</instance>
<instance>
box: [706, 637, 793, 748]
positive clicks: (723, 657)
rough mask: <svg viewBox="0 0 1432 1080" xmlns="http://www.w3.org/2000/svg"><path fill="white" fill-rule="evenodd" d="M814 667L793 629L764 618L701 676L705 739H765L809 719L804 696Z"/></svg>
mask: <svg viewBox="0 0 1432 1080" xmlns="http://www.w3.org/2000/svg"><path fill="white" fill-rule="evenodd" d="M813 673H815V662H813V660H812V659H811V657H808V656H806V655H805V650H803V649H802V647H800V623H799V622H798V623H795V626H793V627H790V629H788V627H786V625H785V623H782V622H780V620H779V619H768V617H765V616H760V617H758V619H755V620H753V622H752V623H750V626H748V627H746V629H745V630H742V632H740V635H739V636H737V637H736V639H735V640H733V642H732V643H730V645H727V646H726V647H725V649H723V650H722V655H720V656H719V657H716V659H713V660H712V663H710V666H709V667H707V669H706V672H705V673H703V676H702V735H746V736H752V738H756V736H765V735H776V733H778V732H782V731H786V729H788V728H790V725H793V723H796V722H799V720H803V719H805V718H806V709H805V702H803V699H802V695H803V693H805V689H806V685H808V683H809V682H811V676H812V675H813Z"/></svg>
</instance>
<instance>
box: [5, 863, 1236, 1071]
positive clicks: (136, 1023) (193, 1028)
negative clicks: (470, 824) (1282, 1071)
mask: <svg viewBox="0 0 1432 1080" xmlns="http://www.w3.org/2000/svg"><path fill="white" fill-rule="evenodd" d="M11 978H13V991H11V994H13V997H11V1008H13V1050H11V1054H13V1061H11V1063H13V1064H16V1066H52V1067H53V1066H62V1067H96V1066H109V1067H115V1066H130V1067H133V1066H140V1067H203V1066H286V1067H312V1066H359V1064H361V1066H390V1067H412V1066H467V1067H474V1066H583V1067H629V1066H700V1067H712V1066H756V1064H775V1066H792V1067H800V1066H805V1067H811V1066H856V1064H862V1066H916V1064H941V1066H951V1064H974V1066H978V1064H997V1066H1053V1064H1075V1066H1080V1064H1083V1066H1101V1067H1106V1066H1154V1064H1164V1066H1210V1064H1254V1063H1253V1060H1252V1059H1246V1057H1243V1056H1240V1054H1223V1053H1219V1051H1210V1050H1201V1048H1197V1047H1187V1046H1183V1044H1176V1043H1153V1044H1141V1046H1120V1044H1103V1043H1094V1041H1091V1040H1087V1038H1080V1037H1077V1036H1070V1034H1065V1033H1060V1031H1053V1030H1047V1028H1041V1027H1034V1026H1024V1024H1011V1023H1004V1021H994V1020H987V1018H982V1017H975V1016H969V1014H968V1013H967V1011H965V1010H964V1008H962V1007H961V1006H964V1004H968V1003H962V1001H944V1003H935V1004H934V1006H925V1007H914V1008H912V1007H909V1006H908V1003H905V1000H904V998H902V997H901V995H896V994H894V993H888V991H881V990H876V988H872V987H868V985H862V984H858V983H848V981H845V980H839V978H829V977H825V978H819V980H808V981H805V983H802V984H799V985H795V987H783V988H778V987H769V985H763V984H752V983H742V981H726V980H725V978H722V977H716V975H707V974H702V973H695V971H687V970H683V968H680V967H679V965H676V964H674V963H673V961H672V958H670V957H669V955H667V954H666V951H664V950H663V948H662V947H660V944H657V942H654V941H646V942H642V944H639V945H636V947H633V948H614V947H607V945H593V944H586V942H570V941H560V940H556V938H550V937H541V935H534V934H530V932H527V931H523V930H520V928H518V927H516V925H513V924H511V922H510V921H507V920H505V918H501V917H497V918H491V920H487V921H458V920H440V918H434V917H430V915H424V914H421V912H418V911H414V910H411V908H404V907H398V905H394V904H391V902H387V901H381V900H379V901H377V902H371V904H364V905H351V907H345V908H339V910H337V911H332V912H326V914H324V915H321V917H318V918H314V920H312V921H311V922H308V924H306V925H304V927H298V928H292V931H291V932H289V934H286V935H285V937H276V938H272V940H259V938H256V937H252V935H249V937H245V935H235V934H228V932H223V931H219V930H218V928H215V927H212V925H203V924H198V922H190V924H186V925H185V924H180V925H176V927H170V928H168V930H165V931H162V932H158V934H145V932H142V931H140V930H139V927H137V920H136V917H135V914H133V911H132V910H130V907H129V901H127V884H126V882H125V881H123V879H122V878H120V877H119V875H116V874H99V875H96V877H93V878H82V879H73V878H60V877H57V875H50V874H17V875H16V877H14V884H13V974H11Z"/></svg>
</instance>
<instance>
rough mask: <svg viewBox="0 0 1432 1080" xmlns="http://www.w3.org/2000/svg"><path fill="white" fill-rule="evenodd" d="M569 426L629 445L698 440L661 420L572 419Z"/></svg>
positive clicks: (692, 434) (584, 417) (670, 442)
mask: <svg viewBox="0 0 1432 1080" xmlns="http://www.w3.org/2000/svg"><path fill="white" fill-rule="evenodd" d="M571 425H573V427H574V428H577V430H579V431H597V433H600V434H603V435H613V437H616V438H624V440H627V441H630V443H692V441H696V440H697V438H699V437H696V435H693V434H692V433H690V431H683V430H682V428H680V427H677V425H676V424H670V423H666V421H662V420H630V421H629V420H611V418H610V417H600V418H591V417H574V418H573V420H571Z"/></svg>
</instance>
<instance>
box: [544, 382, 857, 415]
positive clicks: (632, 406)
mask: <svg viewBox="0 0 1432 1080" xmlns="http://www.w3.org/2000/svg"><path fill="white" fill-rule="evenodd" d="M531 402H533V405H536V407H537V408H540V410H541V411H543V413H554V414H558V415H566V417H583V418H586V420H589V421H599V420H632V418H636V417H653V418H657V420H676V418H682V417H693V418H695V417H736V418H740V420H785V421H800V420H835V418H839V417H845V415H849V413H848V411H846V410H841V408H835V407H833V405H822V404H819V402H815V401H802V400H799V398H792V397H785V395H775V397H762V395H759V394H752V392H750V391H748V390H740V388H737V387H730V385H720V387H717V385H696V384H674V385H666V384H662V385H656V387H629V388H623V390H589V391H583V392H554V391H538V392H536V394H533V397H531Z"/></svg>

********************

- **Task brief**: A full, exact copy of the entries is the required answer.

- **Written reply**:
</instance>
<instance>
box: [706, 637, 793, 748]
positive clicks: (723, 657)
rough mask: <svg viewBox="0 0 1432 1080" xmlns="http://www.w3.org/2000/svg"><path fill="white" fill-rule="evenodd" d="M814 667L793 629L764 618L701 676L705 739H765L809 719L804 696Z"/></svg>
mask: <svg viewBox="0 0 1432 1080" xmlns="http://www.w3.org/2000/svg"><path fill="white" fill-rule="evenodd" d="M813 673H815V662H813V660H812V659H811V657H808V656H806V655H805V650H803V649H802V647H800V623H799V622H798V623H795V626H793V627H790V629H788V627H786V625H785V623H782V622H780V620H779V619H768V617H765V616H760V617H758V619H755V620H753V622H752V623H750V626H748V627H746V629H745V630H742V632H740V635H739V636H737V637H736V639H735V640H733V642H732V643H730V645H727V646H726V647H725V649H723V650H722V655H720V656H719V657H716V659H713V660H712V663H710V666H709V667H707V669H706V672H705V673H703V676H702V735H746V736H752V738H756V736H765V735H776V733H778V732H782V731H786V729H788V728H790V725H793V723H796V722H799V720H803V719H805V718H806V709H805V702H803V699H802V695H803V693H805V689H806V685H808V683H809V682H811V676H812V675H813Z"/></svg>
</instance>
<instance>
box: [5, 863, 1236, 1071]
positive clicks: (136, 1023) (193, 1028)
negative clicks: (470, 824) (1282, 1071)
mask: <svg viewBox="0 0 1432 1080" xmlns="http://www.w3.org/2000/svg"><path fill="white" fill-rule="evenodd" d="M11 978H13V991H11V994H13V997H11V1008H13V1050H11V1054H13V1061H11V1063H13V1064H16V1066H52V1067H53V1066H62V1067H96V1066H109V1067H115V1066H130V1067H133V1066H140V1067H203V1066H286V1067H312V1066H359V1064H361V1066H390V1067H412V1066H467V1067H474V1066H583V1067H629V1066H700V1067H712V1066H756V1064H775V1066H792V1067H800V1066H805V1067H811V1066H856V1064H862V1066H916V1064H941V1066H951V1064H974V1066H978V1064H997V1066H1053V1064H1075V1066H1080V1064H1083V1066H1101V1067H1106V1066H1154V1064H1164V1066H1210V1064H1254V1063H1253V1060H1252V1059H1246V1057H1243V1056H1240V1054H1223V1053H1219V1051H1210V1050H1201V1048H1197V1047H1187V1046H1183V1044H1176V1043H1153V1044H1141V1046H1120V1044H1103V1043H1094V1041H1091V1040H1087V1038H1080V1037H1077V1036H1070V1034H1065V1033H1060V1031H1053V1030H1047V1028H1041V1027H1034V1026H1024V1024H1011V1023H1004V1021H994V1020H987V1018H982V1017H975V1016H969V1014H968V1013H967V1011H965V1010H964V1008H962V1007H961V1006H964V1004H968V1003H962V1001H944V1003H935V1004H934V1006H925V1007H914V1008H912V1007H909V1006H908V1003H905V1000H904V998H902V997H901V995H896V994H894V993H888V991H881V990H876V988H872V987H868V985H862V984H858V983H848V981H845V980H839V978H829V977H825V978H819V980H808V981H805V983H802V984H799V985H795V987H783V988H778V987H769V985H763V984H752V983H742V981H726V980H725V978H722V977H716V975H707V974H702V973H695V971H687V970H683V968H680V967H679V965H676V964H674V963H673V961H672V958H670V957H669V955H667V954H666V951H664V950H663V948H662V947H660V944H657V942H654V941H646V942H642V944H639V945H636V947H633V948H614V947H607V945H593V944H586V942H570V941H560V940H556V938H550V937H541V935H534V934H530V932H527V931H523V930H520V928H518V927H516V925H513V924H511V922H510V921H507V920H505V918H501V917H497V918H491V920H487V921H458V920H440V918H434V917H430V915H424V914H421V912H418V911H414V910H411V908H404V907H398V905H394V904H391V902H387V901H381V900H379V901H377V902H371V904H364V905H351V907H345V908H339V910H337V911H332V912H326V914H324V915H321V917H318V918H314V920H312V921H311V922H308V924H306V925H304V927H298V928H292V931H291V932H289V934H286V935H285V937H276V938H272V940H259V938H256V937H252V935H249V937H245V935H235V934H228V932H223V931H219V930H218V928H215V927H212V925H203V924H198V922H190V924H186V925H185V924H180V925H176V927H170V928H168V930H165V931H162V932H158V934H145V932H142V931H140V930H139V927H137V920H136V917H135V914H133V911H132V910H130V907H129V901H127V884H126V882H125V881H123V879H122V878H120V877H119V875H116V874H99V875H96V877H93V878H82V879H73V878H60V877H57V875H50V874H17V875H16V877H14V884H13V974H11Z"/></svg>
</instance>
<instance>
rough mask: <svg viewBox="0 0 1432 1080" xmlns="http://www.w3.org/2000/svg"><path fill="white" fill-rule="evenodd" d="M569 426L629 445L698 440L661 420L572 419Z"/></svg>
positive clicks: (692, 434) (584, 417) (670, 442)
mask: <svg viewBox="0 0 1432 1080" xmlns="http://www.w3.org/2000/svg"><path fill="white" fill-rule="evenodd" d="M571 425H573V427H574V428H577V430H579V431H597V433H600V434H603V435H613V437H616V438H624V440H627V441H630V443H692V441H696V440H697V438H699V437H696V435H693V434H692V433H690V431H683V430H682V428H680V427H677V425H676V424H670V423H666V421H662V420H630V421H629V420H611V418H610V417H600V418H591V417H574V418H573V420H571Z"/></svg>
</instance>
<instance>
box: [544, 382, 857, 415]
positive clicks: (632, 406)
mask: <svg viewBox="0 0 1432 1080" xmlns="http://www.w3.org/2000/svg"><path fill="white" fill-rule="evenodd" d="M531 402H533V405H536V407H537V408H540V410H541V411H543V413H554V414H558V415H566V417H583V418H586V420H589V421H599V420H632V418H636V417H653V418H657V420H676V418H682V417H693V418H695V417H736V418H740V420H785V421H800V420H835V418H839V417H845V415H849V413H848V411H846V410H841V408H835V407H833V405H822V404H819V402H815V401H802V400H799V398H792V397H785V395H775V397H762V395H759V394H752V392H750V391H748V390H740V388H737V387H730V385H720V387H717V385H696V384H674V385H666V384H662V385H656V387H629V388H623V390H589V391H583V392H554V391H538V392H536V394H533V397H531Z"/></svg>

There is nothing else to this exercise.